By Chuck Muth, President, Citizen Outreach

Knowing that Harvard University initially had its hand out and accepted an $8.7 million taxpayer-funded government subsidy tied to the federal coronavirus relief program – only to be shamed into turning it down following a furious public backlash – it should come as no surprise that Jay Garg, writing recently in the Harvard Political Review, came to the defense of foreign governments that subsidize their home-grown sugar markets.

Garg takes issue with President Trump’s calls to bring back various manufacturing and other businesses from overseas to better protect the republic when threats, such as COVID-19, come knocking on our door.  But such “economic protectionism,” argues Garg, “threatens both our lives and our way of life.”

Garg goes on to declare that “all available evidence and an overwhelming majority of economists support the notion that economic protectionism is a mistake.”

Task list
**1)** List every person the article on Harvard and economic protectionism names.
**2)** Continue the article on Harvard and economic protectionism from the point where it stops.
The data that follows has no connection to the article.

Information given
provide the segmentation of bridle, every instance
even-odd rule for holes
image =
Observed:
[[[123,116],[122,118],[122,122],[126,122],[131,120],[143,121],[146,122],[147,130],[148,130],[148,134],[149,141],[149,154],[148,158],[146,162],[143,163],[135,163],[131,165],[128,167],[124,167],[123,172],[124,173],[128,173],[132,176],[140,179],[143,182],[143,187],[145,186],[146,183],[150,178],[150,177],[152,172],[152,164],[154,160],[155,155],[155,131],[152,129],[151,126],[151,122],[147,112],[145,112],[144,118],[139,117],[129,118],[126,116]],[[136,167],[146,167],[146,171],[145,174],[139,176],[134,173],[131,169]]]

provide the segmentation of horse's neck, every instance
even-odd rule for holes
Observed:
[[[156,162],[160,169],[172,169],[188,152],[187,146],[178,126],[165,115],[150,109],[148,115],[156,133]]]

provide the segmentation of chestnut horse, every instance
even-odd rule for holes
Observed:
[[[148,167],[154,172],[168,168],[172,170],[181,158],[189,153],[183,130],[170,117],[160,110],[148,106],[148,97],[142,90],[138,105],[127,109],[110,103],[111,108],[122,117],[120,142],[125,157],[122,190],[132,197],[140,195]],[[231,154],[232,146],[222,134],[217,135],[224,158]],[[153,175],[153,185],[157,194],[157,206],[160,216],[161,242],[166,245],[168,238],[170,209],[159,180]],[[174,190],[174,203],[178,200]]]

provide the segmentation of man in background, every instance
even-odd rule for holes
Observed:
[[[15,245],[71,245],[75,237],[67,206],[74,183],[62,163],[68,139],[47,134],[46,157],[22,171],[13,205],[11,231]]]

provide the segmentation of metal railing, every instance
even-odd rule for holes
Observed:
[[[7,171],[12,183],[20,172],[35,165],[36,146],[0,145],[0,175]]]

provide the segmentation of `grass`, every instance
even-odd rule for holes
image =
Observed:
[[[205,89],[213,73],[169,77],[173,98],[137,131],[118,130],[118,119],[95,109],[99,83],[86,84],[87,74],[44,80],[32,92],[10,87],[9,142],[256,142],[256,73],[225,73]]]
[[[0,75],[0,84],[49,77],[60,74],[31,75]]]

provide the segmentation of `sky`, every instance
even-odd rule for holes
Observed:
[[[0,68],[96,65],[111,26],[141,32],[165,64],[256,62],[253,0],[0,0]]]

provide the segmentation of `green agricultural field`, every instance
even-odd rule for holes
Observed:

* * *

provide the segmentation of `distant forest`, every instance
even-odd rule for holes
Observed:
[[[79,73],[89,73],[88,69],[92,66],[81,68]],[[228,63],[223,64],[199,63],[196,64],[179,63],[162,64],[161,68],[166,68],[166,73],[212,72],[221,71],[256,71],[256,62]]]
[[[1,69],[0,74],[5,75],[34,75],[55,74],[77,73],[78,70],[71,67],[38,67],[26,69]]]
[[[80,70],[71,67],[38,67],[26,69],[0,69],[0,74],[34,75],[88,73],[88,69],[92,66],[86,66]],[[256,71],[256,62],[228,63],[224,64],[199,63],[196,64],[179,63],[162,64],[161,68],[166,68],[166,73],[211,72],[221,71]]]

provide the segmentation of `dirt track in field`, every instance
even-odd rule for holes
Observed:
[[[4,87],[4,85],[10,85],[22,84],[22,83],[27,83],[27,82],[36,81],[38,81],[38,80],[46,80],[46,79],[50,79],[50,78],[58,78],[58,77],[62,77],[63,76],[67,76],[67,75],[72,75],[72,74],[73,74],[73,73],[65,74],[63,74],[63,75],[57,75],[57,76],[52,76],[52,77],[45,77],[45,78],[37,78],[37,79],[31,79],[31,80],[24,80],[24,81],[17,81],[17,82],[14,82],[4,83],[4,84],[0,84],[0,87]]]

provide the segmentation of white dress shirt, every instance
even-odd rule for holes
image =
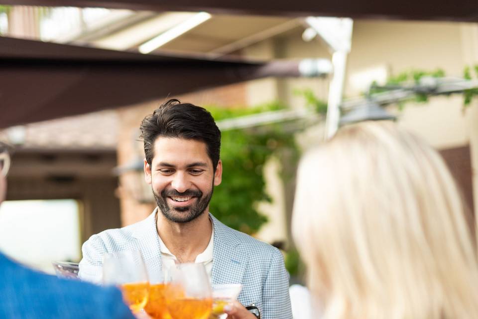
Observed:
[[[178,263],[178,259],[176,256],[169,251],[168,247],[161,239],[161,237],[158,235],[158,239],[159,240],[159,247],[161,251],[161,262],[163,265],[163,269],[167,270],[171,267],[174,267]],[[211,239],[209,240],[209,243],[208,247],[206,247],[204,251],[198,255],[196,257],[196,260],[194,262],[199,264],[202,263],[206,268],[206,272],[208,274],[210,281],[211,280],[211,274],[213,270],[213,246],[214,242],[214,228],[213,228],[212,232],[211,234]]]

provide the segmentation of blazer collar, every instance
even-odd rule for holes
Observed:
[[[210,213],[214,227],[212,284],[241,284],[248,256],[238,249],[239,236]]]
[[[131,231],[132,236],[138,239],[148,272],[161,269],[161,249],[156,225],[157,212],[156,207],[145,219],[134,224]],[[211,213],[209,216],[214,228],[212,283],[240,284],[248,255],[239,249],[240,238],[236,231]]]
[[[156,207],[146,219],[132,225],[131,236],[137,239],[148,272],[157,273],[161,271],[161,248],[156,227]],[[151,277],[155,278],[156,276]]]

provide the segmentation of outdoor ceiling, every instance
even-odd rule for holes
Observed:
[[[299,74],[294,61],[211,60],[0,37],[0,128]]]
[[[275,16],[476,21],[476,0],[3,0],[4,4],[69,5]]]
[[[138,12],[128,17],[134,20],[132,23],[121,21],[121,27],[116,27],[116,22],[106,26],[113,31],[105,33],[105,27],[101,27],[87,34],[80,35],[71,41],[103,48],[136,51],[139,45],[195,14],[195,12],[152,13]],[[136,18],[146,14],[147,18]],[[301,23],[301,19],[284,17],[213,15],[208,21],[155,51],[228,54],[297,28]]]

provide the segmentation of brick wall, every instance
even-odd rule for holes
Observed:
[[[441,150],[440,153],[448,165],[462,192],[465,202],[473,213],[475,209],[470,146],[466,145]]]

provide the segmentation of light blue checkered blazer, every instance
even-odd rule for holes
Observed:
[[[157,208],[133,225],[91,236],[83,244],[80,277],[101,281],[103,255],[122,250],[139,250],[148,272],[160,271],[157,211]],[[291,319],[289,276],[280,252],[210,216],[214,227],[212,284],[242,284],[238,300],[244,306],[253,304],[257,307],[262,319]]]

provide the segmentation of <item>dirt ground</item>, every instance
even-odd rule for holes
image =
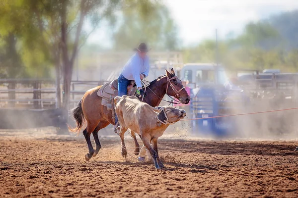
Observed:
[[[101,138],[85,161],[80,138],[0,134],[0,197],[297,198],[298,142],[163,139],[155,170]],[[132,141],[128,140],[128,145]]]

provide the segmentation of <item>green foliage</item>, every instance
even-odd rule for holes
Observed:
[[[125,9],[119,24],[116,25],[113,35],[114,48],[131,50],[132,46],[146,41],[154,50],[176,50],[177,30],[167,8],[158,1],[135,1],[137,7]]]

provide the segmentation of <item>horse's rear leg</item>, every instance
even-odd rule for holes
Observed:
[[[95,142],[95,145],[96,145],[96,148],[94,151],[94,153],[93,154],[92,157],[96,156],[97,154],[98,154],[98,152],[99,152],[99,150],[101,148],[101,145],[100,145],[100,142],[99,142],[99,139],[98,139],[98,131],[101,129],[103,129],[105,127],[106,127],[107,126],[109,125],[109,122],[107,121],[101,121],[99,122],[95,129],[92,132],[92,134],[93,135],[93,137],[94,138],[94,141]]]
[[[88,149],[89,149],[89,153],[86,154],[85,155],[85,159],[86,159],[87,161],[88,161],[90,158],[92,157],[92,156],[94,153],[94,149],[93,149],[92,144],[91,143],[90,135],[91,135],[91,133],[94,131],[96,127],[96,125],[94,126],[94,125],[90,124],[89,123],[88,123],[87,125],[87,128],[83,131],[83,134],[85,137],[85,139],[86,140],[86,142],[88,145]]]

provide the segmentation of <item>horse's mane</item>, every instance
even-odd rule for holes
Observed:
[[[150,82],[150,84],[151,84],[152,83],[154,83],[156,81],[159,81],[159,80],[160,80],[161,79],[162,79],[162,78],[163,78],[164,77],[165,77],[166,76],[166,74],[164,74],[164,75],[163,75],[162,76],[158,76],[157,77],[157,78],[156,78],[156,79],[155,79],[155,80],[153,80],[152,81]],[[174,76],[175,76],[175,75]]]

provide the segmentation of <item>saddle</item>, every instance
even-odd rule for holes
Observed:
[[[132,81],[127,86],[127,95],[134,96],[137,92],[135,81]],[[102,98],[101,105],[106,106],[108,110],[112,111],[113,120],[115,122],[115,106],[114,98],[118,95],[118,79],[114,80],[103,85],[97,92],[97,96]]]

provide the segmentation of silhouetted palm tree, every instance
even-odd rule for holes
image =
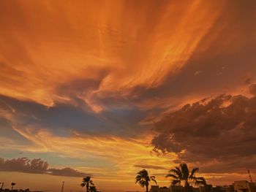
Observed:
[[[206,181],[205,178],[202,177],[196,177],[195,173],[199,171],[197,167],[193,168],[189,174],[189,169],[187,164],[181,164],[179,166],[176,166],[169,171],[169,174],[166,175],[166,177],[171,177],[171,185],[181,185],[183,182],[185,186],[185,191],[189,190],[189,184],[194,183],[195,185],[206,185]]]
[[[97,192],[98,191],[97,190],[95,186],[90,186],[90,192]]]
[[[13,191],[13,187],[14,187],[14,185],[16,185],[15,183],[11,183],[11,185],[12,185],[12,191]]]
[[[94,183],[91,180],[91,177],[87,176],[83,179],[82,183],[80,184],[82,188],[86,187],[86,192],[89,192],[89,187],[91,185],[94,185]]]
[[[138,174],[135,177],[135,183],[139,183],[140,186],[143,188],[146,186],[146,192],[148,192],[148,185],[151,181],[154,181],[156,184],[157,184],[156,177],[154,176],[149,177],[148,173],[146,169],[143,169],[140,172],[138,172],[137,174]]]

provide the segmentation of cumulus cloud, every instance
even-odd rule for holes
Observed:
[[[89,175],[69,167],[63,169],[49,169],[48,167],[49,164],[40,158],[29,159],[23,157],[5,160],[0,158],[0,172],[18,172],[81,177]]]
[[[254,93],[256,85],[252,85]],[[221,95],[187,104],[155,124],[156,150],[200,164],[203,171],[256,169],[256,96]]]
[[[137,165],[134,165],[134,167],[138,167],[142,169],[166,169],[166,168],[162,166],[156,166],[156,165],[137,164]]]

---

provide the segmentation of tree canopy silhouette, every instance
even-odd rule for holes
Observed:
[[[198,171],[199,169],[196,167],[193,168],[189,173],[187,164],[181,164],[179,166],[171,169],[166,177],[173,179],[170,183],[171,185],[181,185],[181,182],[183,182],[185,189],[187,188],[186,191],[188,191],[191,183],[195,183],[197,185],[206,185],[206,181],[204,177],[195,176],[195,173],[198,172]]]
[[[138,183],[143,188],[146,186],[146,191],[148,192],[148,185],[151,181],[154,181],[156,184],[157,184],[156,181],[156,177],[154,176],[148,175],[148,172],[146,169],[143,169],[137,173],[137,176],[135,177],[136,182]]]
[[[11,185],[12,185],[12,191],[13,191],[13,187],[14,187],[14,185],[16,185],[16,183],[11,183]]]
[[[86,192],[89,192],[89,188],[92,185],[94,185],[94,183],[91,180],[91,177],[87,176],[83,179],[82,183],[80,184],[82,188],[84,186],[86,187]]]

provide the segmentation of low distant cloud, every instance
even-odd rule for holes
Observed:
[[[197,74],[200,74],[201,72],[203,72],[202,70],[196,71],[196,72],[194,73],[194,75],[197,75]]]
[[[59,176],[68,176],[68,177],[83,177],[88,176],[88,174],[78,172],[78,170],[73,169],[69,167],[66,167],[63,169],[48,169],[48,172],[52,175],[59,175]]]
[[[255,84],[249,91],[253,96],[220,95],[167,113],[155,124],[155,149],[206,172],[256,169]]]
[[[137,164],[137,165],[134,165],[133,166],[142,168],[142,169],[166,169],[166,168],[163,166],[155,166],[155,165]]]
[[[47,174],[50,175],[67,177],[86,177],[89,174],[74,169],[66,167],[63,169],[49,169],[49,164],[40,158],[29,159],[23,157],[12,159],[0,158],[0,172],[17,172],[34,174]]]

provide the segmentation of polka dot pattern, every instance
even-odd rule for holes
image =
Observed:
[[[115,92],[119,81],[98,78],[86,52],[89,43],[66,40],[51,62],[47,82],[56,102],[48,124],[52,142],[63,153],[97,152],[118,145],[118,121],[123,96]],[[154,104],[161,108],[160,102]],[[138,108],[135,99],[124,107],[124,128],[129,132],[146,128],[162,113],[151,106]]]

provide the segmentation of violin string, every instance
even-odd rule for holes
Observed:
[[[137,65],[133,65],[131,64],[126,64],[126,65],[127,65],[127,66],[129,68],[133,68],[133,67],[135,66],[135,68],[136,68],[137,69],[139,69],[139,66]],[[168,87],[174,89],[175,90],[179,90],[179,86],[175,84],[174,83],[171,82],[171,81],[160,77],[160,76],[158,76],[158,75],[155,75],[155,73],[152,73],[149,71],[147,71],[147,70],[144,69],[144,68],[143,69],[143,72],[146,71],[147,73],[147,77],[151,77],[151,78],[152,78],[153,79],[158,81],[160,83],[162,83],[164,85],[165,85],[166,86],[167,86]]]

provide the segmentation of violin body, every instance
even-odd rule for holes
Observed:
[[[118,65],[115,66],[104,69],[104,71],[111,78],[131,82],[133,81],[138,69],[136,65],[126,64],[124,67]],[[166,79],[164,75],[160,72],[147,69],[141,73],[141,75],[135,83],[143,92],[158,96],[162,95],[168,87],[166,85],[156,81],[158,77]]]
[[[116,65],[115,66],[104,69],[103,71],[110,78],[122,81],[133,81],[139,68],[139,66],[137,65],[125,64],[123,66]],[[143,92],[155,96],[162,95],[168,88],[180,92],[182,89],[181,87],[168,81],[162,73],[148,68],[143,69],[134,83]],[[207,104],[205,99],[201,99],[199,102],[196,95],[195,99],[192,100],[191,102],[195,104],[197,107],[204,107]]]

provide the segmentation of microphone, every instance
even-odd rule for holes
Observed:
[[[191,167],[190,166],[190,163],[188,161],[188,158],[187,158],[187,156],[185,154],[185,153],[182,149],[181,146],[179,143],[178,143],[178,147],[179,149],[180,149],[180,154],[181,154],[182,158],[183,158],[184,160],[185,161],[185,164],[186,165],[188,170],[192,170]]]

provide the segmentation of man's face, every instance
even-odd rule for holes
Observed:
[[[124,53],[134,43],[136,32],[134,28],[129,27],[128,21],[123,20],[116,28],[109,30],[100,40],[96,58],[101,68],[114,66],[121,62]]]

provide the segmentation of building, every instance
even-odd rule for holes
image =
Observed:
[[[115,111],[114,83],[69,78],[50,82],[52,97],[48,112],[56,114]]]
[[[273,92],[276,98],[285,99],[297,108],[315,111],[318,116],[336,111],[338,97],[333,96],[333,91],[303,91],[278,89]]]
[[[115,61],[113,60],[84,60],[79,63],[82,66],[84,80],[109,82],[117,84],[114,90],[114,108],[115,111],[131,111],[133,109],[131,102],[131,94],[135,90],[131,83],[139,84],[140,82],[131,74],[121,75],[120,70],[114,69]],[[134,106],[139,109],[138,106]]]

Responses by item number
**1)** Chuck Muth, Jay Garg, President Trump

**2)**
For some reason, every time I hear someone referring to economists while simultaneously arguing, as Garg does, that we need to “listen to the experts,” I can’t help but recall this classic Reaganism:

“Economists are people who wonder if what works in reality can also work in theory.”

“Economic protectionism,” Garg continues, “prevents cheaper foreign goods – perhaps made in countries with lower wages or cheaper materials, or simply made more efficiently – from undercutting domestic prices.”

Garg then specifically singled out imported sugar – which is limited by the U.S. sugar program of quotas and tariffs – as an example of cheaper foreign goods that would save consumers money if only we allowed free trade.

But as is the wont of U.S. sugar policy opponents, he left out one important little detail…

Foreign sugar isn’t cheaper because of “lower wages or cheaper materials, or simply made more efficiently.”  It’s cheaper because of foreign government subsidies.  And that is decidedly NOT “free trade.”

Protecting domestic sugar producers from sugar imports that are unfairly subsidized by foreign governments works in reality.  Yet folks such as Mr. Garg wonder if such common-sense policies protecting U.S. sugar manufacturers from cheaters works in theory.

In economist theory, no.  In consumer reality, absolutely yes.